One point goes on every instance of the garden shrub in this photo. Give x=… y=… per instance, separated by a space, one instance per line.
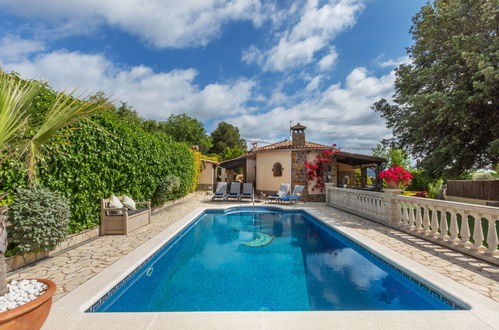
x=165 y=190
x=114 y=156
x=39 y=219
x=434 y=188
x=482 y=176
x=109 y=155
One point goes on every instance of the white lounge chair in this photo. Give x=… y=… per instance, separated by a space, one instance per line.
x=296 y=195
x=221 y=192
x=247 y=192
x=283 y=191
x=235 y=191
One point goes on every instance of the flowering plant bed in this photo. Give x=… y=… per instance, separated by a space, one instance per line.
x=396 y=176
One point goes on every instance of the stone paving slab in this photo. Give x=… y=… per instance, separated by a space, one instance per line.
x=72 y=268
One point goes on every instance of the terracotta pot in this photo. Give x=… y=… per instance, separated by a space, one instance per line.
x=392 y=184
x=31 y=315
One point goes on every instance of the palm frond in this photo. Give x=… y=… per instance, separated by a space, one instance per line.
x=15 y=98
x=64 y=112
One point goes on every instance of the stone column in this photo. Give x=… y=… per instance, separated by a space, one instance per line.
x=391 y=208
x=299 y=174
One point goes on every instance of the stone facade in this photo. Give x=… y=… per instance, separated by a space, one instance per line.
x=298 y=138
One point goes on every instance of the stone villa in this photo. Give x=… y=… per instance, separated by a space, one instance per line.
x=284 y=162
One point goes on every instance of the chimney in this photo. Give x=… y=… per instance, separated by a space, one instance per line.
x=298 y=135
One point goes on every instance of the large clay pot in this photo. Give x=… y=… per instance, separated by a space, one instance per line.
x=31 y=315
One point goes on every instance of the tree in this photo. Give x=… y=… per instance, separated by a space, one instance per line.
x=393 y=155
x=226 y=135
x=446 y=99
x=17 y=139
x=183 y=128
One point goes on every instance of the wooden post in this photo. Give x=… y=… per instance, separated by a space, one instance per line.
x=363 y=177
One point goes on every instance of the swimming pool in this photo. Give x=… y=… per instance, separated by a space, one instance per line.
x=267 y=260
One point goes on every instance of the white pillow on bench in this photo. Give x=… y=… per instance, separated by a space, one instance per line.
x=129 y=203
x=114 y=202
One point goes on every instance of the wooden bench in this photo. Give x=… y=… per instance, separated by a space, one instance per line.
x=123 y=221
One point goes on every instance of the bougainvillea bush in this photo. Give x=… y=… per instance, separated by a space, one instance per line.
x=396 y=174
x=315 y=168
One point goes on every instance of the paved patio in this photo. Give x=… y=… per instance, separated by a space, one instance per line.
x=71 y=268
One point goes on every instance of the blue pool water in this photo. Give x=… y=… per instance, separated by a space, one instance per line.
x=272 y=260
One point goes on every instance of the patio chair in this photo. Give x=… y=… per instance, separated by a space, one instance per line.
x=283 y=191
x=221 y=192
x=296 y=195
x=247 y=192
x=235 y=191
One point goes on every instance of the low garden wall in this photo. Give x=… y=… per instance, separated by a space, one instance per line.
x=468 y=228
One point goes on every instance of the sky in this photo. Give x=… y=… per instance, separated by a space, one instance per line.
x=257 y=64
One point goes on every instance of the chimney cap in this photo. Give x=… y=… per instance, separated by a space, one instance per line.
x=298 y=126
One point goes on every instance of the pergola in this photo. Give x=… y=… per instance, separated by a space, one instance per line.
x=231 y=165
x=362 y=162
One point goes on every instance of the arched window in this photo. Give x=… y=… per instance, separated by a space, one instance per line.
x=277 y=169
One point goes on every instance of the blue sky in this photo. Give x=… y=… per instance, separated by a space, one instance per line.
x=256 y=64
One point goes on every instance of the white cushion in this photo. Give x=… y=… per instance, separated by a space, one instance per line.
x=115 y=203
x=128 y=202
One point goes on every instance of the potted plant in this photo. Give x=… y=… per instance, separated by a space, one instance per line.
x=26 y=139
x=396 y=176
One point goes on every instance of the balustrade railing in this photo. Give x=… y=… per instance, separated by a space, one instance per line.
x=469 y=228
x=367 y=204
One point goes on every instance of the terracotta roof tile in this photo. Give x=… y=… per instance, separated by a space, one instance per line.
x=289 y=145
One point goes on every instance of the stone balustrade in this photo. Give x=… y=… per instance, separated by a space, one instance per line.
x=468 y=228
x=367 y=204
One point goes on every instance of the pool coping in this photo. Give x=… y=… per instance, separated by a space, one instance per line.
x=69 y=311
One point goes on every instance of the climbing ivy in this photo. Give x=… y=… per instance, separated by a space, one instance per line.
x=108 y=155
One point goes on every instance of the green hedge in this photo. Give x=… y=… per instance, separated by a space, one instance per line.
x=108 y=155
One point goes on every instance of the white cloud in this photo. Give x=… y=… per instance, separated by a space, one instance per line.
x=396 y=62
x=16 y=48
x=153 y=94
x=161 y=23
x=316 y=28
x=340 y=114
x=314 y=83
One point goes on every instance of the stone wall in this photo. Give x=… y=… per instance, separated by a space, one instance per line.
x=19 y=261
x=204 y=187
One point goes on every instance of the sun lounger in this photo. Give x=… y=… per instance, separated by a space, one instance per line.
x=235 y=191
x=247 y=192
x=296 y=195
x=221 y=192
x=283 y=191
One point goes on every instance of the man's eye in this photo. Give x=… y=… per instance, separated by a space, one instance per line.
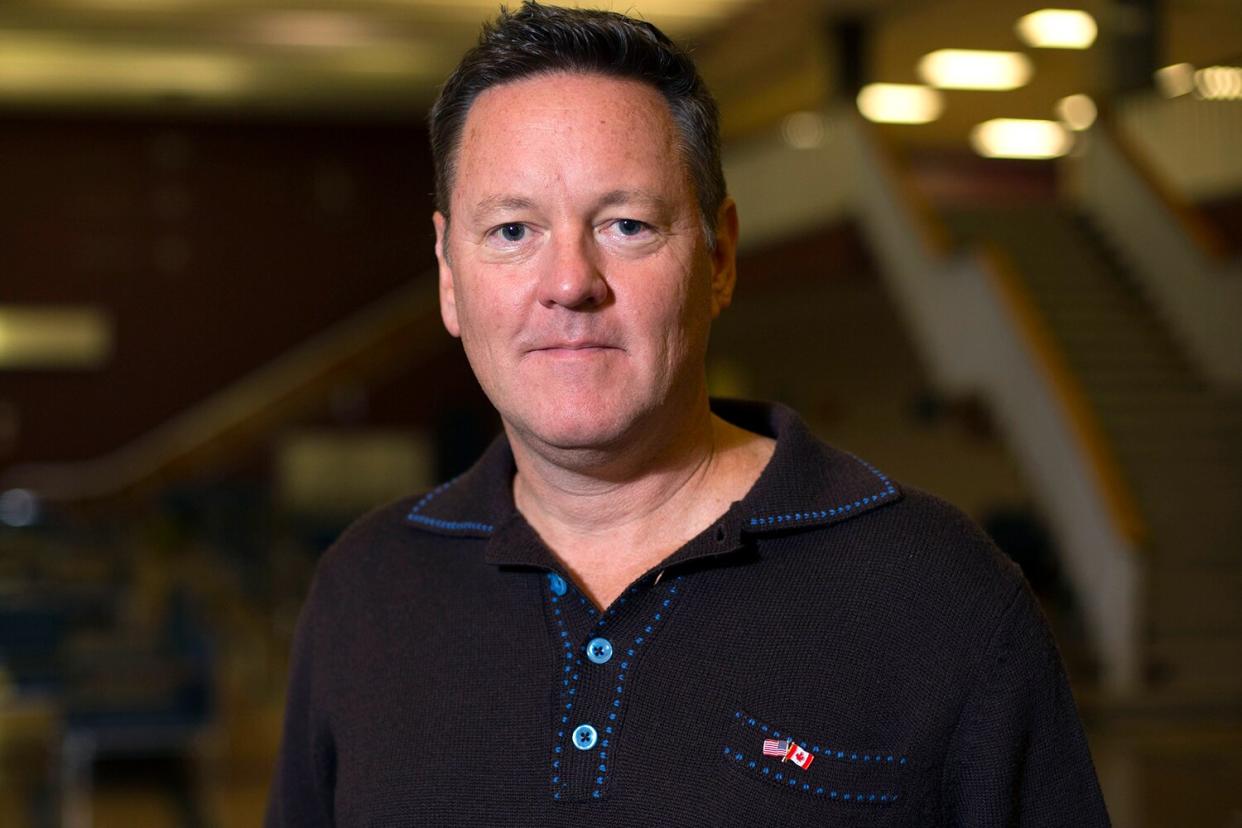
x=513 y=232
x=630 y=226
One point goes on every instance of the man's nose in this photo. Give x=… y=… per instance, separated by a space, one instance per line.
x=573 y=278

------------------------------------

▸ WHAT YOU HAVE TO DO
Write out every line above again exactly, with the pictures left out.

▸ YOUR RESPONSE
One point goes on every instance of the garden shrub in this photo. Give x=… y=… per instance, separated by a space, one instance per line.
x=165 y=190
x=114 y=156
x=39 y=219
x=434 y=188
x=482 y=176
x=109 y=155
One point goes on every instance of the white lounge chair in this photo. Give x=… y=… per instance, separated by a space, one instance per line.
x=296 y=195
x=221 y=192
x=247 y=192
x=283 y=191
x=235 y=191
One point goes on every instance of the flowering plant bed in this photo. Give x=… y=… per instance, separated by a space, one instance per line.
x=396 y=176
One point goes on every instance of the stone paving slab in this photo. Give x=… y=… per instance, separated by a space, one instance per line.
x=72 y=268
One point goes on every instance of the terracotta pot in this photo. Give x=… y=… per instance, separated by a space, one instance per line.
x=392 y=184
x=31 y=315
One point goes on every instance of the palm frond in this photo. Give x=… y=… per instance, separated by a space, one instance per line.
x=15 y=98
x=64 y=112
One point goes on every instance of the stone column in this photo. Give x=… y=… per instance, separated by a space, one instance per line.
x=391 y=208
x=299 y=174
One point goes on every instance of the stone facade in this photo. Give x=… y=… per instance, separated by a space, one instance per line.
x=298 y=138
One point goes on every instance of the stone villa in this photo. Give x=… y=… per instance, separated by a space, one instance per line.
x=284 y=162
One point goes on every instance of the chimney in this photo. Give x=… y=… per instance, separated by a space, one instance per line.
x=298 y=135
One point goes on every instance of the large clay pot in this photo. Give x=… y=… per instance, separated by a space, one instance per line.
x=31 y=315
One point goes on every instance of the tree in this photo. Give x=… y=… per instance, separated by a space, one instance per line.
x=393 y=155
x=226 y=135
x=446 y=99
x=17 y=139
x=183 y=128
One point goes on every instance of the wooden post in this photo. Give x=… y=… per instance, separated by a space, one instance per line.
x=363 y=177
One point goes on every instance of the swimming pool in this photo. Give x=… y=… per instance, separated by a space, one instance per line.
x=267 y=260
One point goes on every instance of the white pillow on bench in this photo. Give x=… y=… per instance, separated by a space, one instance per line.
x=129 y=203
x=114 y=202
One point goes on every instance of the wooden bench in this photo. Give x=… y=… per instance, separated by a space, one instance per line.
x=123 y=221
One point goes on every instance of the bougainvillea bush in this photo. Give x=… y=… per instance, separated by a space, one instance per line.
x=396 y=174
x=315 y=168
One point goes on every instance of the paved patio in this photo. Give x=… y=… per instance, separated by a space, one instance per line.
x=71 y=268
One point goes on every instance of the blue pool water in this photo. Give x=… y=… per instance, separated by a space, one instance per line.
x=272 y=260
One point goes on every instance of the patio chair in this photo. Give x=… y=… per instance, separated by a space, one instance per line.
x=283 y=191
x=221 y=192
x=296 y=195
x=247 y=192
x=235 y=191
One point goes on every instance of the low garden wall in this photo. Give x=… y=… per instance, separated by a space, one instance per line.
x=468 y=228
One point goes on every instance of the sky in this photo. Give x=… y=… per instance, separated by a space, one instance per line.
x=257 y=64
One point goes on every instance of the chimney cap in this photo. Give x=… y=… per instance, separated by a space, one instance per line.
x=298 y=126
One point goes on every instance of the pergola in this photo. Give x=… y=… per instance, separated by a space, one instance per line.
x=231 y=165
x=362 y=162
One point goes on every instance of the arched window in this photo. Give x=… y=… per instance, separated by a space, one instance per line.
x=277 y=169
One point goes on every instance of the blue sky in this photo. Give x=… y=… per instance, separated by a space, one instance per line.
x=256 y=64
One point goes on every instance of the white cushion in this photo. Give x=… y=… per instance, separated by a space, one instance per line.
x=115 y=203
x=128 y=202
One point goes on every instance of the potted plant in this photo. Give x=… y=… per instance, separated by a space, one instance per line.
x=26 y=139
x=396 y=176
One point goes on every instance of the balustrade railing in this photo. Give x=… y=… per instance, separated by a space, one instance per line.
x=469 y=228
x=367 y=204
One point goes on every instance of the terracotta roof tile in this photo. Give x=… y=… per instance, separated by a space, one instance per line.
x=289 y=145
One point goes on every instance of the stone balustrade in this photo. Give x=… y=… per instance, separated by a space, one instance per line.
x=468 y=228
x=367 y=204
One point goes on every instance of the pool coping in this photo. Give x=… y=… per instance, separated by a space, one instance per line.
x=69 y=311
One point goes on every instance of the climbing ivy in this photo. Give x=… y=… per instance, separated by a space, one instance per line.
x=108 y=155
One point goes on every instance of the green hedge in this photo. Give x=… y=… per instance, separated by a space, one instance per line.
x=108 y=155
One point goes on every instance of the white cloud in this photo. Give x=… y=… per instance, separated by a space, one instance per line.
x=396 y=62
x=16 y=48
x=153 y=94
x=161 y=23
x=316 y=28
x=340 y=114
x=314 y=83
One point goes on every instance of the stone wall in this photo. Give x=… y=… per instance, separated by a space, one instance per line.
x=19 y=261
x=204 y=187
One point goes on every instance of the sun lounger in this photo. Give x=… y=… per instance, separated by a space, one instance per line.
x=235 y=191
x=247 y=192
x=296 y=195
x=221 y=192
x=283 y=191
One point goes on every instance of the man's eye in this photo. Give x=… y=… per instance, separated by a space, one instance per line.
x=513 y=232
x=630 y=226
One point goes on every instance of the man's nose in this photo. Give x=… y=… per instance, separated by a space, one instance per line.
x=573 y=278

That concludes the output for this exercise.